EXCERPT –
----

When you finally arrive at your destination and make camp after a long day on the road, few things are better than kicking your feet up and enjoying some TV. But poor reception can put a real damper on this ever-so-important relaxation time. Instead of watching your favorite shows, you’re stuck wondering how to get better reception on your camper antenna.

Thankfully, whether your antenna is over-the-air or satellite, there are plenty of solutions you can try to fix the issue. 

Let’s take a look at how to get better reception on your camper antenna, focusing first on over-the-air antennas. Then, we’ll discuss improving satellite antenna reception, including for satellite internet.

Over-the-Air Antennas

Need to know how to get better reception on your camper antenna and have an over-the-air antenna?

Over-the-air antennas, commonly known as TV antennas or TV aerials, are used to receive local TV broadcasts over the air. These are typically installed on the top of your camper and come in two types: unidirectional and omnidirectional.

A unidirectional antenna needs to be manually adjusted for the best signal, while omnidirectional antennas automatically adjust to give better reception. 

How to improve reception on a unidirectional camper antenna

The best method to try to get better reception on your unidirectional camper antenna is by adjusting it. 

You typically adjust the height of a unidirectional antenna using a crank and change the direction with a circular plate inside the roof of your camper.

  • To begin, raise the antenna, turn on your TV, and run a channel scan.

----

DATASET EXCERPT –
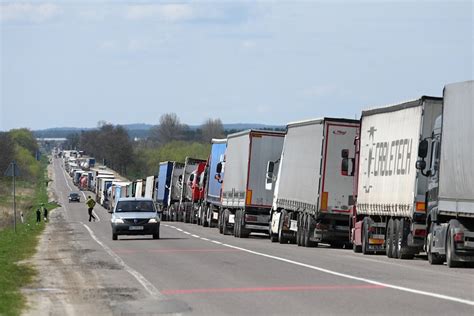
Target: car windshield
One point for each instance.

----

TASK REQUIREMENTS –
Please print, word for word, the part of the camper antenna reception text above that opens with the words containing "How to improve" and closes with "a channel scan.".

OUTPUT OF THE TASK –
How to improve reception on a unidirectional camper antenna

The best method to try to get better reception on your unidirectional camper antenna is by adjusting it. 

You typically adjust the height of a unidirectional antenna using a crank and change the direction with a circular plate inside the roof of your camper.

  • To begin, raise the antenna, turn on your TV, and run a channel scan.